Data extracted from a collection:
☆ ☆ ☆
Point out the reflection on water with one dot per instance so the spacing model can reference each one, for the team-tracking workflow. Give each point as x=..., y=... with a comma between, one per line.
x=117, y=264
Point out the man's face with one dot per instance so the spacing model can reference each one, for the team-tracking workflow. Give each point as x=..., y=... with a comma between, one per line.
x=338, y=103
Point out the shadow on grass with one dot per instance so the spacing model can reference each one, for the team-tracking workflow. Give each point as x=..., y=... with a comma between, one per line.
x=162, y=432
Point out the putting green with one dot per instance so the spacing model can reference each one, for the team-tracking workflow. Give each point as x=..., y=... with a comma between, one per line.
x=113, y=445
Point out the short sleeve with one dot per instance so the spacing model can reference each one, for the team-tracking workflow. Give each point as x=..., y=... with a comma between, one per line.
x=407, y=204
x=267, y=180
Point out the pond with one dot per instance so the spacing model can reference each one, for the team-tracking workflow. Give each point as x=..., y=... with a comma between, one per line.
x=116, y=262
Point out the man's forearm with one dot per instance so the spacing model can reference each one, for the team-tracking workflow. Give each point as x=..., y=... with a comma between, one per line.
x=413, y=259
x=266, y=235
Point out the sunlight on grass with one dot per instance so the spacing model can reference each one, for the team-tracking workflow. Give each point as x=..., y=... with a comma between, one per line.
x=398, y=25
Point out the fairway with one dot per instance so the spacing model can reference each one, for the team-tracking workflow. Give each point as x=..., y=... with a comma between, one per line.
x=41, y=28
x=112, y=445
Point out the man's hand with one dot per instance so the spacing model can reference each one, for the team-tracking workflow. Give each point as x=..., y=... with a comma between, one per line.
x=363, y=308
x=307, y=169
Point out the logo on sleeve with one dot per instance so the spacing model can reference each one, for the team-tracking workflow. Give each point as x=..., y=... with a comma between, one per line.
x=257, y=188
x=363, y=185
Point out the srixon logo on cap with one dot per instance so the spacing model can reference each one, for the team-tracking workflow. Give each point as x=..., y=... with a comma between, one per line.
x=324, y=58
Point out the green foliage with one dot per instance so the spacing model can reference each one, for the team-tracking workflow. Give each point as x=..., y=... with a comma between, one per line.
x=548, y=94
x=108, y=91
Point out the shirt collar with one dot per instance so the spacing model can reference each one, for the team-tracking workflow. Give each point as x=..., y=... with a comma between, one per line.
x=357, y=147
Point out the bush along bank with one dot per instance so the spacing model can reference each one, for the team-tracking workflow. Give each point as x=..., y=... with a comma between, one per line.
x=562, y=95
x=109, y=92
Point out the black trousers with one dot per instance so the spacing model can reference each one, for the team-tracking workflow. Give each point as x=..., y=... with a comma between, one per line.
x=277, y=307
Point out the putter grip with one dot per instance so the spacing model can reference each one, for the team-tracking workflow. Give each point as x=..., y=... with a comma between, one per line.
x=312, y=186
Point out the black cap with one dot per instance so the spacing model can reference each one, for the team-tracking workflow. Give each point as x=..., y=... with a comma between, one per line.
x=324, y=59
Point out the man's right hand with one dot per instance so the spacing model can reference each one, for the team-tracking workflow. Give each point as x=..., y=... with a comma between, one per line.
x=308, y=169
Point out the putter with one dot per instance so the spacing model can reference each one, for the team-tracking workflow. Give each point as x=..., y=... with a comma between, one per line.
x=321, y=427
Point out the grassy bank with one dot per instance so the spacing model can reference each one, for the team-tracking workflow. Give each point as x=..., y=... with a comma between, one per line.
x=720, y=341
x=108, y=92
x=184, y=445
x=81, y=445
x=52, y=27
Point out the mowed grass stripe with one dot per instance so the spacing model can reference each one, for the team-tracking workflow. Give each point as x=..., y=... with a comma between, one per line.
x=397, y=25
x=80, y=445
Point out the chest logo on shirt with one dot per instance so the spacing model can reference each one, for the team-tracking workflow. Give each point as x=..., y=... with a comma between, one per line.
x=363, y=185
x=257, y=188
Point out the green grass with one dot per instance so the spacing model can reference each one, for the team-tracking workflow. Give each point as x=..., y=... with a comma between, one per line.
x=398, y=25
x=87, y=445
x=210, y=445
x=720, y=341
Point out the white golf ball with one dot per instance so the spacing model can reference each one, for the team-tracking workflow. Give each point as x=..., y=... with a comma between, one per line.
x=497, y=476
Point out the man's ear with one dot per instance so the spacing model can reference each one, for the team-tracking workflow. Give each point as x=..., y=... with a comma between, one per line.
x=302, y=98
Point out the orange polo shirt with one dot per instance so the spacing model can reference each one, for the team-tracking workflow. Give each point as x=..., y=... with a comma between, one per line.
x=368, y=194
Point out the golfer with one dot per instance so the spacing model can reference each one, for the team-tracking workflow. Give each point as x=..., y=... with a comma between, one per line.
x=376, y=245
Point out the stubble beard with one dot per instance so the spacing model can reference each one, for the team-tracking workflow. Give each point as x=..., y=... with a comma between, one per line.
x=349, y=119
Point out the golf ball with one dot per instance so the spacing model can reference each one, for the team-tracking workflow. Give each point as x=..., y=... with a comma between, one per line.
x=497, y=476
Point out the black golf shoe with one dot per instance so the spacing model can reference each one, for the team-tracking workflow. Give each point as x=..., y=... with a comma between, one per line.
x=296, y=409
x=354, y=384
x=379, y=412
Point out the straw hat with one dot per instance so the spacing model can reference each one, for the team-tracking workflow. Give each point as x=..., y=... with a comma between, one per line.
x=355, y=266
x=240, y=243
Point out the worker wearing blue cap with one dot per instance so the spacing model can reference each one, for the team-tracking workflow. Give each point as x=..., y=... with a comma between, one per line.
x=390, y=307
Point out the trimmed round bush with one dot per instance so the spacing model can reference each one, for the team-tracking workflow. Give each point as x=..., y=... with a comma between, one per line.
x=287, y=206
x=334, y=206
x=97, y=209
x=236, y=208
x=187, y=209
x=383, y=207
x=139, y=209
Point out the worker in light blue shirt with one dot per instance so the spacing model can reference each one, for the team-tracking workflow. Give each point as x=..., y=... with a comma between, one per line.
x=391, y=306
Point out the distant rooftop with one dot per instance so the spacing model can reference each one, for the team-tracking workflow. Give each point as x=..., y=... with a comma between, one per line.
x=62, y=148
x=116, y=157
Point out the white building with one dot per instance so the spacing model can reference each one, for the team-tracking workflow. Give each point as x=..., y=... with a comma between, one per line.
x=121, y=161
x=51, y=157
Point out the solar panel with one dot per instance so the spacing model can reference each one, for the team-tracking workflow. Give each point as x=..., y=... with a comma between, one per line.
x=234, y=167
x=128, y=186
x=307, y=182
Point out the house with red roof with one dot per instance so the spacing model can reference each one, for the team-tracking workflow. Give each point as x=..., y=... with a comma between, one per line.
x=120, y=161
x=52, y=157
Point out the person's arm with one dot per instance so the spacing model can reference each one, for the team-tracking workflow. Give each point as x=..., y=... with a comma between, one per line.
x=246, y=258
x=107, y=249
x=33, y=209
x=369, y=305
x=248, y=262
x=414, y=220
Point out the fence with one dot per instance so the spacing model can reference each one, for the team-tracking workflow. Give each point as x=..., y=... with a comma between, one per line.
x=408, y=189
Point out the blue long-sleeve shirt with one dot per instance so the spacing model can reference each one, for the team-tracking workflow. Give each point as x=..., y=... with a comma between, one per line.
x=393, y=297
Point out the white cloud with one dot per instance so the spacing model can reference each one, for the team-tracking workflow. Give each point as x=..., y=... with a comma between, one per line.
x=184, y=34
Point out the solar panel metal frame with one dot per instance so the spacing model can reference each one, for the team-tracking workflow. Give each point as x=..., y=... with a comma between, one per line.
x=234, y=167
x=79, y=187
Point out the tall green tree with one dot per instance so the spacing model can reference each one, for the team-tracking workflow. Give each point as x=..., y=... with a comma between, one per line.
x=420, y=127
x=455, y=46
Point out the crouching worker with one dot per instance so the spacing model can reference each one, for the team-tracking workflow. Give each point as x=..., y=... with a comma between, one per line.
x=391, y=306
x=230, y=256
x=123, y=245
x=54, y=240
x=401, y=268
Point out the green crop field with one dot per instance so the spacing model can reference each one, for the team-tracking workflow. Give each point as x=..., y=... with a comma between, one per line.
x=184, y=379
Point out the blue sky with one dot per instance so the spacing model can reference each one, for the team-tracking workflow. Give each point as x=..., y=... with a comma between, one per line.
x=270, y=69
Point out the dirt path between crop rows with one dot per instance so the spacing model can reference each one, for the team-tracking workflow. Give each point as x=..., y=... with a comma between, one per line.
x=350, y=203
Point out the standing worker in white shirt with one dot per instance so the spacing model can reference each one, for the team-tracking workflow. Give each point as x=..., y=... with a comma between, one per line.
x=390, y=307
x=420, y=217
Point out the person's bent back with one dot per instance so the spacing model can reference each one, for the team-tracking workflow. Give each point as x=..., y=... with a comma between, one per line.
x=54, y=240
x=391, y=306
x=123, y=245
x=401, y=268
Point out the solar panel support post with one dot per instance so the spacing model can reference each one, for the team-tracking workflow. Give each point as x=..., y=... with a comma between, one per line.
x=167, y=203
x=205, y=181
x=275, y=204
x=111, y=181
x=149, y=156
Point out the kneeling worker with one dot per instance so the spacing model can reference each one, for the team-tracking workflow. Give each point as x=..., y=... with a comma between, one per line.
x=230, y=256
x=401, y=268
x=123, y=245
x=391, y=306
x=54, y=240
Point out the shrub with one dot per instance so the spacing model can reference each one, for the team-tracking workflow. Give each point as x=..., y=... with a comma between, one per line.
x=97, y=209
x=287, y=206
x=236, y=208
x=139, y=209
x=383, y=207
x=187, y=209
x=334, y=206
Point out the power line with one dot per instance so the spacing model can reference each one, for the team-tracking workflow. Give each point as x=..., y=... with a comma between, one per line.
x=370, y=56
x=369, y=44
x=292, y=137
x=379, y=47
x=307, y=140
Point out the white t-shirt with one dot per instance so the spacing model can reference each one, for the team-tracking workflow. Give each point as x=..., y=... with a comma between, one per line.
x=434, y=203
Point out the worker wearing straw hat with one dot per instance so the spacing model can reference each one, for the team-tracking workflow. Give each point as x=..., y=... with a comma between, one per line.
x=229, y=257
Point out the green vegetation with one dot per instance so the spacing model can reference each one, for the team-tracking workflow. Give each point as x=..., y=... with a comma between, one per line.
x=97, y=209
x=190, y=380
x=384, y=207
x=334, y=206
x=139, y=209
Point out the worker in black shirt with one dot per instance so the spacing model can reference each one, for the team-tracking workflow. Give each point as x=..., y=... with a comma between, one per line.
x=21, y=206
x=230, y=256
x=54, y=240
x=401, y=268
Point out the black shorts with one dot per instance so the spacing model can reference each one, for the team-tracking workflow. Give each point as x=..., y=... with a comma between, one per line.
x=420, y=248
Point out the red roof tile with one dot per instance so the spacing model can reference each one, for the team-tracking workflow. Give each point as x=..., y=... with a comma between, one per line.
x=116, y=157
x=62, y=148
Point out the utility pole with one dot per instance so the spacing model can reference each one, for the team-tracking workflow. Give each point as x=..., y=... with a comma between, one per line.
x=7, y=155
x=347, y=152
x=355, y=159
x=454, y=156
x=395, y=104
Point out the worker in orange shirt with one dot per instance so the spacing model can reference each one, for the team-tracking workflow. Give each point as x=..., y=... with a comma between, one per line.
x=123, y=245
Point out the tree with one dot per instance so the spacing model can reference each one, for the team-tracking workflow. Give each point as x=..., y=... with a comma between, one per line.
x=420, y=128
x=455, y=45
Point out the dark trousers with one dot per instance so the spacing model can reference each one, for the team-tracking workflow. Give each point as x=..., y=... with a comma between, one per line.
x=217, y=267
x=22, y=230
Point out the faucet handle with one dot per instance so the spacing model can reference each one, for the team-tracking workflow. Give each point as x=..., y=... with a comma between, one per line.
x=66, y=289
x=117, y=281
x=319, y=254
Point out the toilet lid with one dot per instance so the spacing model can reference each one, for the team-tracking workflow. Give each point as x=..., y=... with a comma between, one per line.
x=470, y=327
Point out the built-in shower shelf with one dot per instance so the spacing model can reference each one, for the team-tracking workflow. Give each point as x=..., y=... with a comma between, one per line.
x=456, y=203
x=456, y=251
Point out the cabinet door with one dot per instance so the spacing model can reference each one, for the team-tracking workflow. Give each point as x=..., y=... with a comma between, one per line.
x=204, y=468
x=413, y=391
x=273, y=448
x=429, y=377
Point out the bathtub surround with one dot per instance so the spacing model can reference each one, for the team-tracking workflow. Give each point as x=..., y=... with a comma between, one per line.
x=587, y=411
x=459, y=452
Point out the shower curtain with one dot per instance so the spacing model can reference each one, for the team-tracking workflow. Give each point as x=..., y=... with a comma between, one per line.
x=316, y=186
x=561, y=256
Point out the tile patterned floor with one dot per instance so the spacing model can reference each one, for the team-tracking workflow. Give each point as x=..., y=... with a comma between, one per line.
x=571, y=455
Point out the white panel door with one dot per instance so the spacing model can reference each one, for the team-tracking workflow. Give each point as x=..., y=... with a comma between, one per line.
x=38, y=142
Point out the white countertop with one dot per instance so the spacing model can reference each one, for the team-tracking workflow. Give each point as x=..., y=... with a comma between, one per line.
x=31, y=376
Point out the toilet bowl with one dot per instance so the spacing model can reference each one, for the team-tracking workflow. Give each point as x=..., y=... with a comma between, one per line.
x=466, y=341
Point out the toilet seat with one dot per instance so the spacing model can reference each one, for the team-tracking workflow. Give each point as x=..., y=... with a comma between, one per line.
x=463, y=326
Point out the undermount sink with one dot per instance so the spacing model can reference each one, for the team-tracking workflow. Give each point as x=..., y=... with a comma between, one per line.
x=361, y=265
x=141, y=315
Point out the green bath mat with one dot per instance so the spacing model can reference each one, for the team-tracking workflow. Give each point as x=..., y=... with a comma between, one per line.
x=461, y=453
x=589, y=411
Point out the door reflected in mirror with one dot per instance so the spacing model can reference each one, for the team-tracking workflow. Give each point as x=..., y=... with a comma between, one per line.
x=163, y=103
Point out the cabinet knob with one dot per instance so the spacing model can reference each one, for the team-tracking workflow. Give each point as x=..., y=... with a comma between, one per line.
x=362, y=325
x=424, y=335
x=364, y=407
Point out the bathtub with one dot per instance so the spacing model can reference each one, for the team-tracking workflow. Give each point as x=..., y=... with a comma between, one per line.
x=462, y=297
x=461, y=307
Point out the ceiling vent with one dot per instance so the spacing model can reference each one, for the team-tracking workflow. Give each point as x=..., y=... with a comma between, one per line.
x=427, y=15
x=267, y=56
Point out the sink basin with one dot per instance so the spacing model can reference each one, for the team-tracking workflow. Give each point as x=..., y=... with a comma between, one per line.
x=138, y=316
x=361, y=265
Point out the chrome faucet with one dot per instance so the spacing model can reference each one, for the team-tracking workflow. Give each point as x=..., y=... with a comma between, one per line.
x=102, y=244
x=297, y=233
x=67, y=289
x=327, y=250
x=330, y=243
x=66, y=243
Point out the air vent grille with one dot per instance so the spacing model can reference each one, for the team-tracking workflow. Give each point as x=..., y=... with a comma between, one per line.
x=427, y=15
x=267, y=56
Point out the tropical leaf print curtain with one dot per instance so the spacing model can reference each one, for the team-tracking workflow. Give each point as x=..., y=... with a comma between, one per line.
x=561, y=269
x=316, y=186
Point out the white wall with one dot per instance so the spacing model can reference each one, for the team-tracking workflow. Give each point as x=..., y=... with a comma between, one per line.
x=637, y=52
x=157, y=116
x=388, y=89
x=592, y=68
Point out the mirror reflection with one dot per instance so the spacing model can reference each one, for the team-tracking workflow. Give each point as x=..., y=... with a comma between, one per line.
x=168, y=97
☆ ☆ ☆
> _Problem to solve_: Nothing but the lines from the one with "Point out the white wall" through the end of the data above should be repeated, each exactly as it stands.

> _Written response_:
Point out the white wall with one dot per instance so the spacing model can reference each one, for the team-tracking workflow. Give each point as x=..., y=... with a comma between, one per line.
x=637, y=52
x=157, y=116
x=388, y=89
x=592, y=68
Point out the mirror reflection with one dot per instance so the spacing model can reference each one, for the team-tracking workflow. Give each point as x=..., y=... with a comma between, one per line.
x=168, y=97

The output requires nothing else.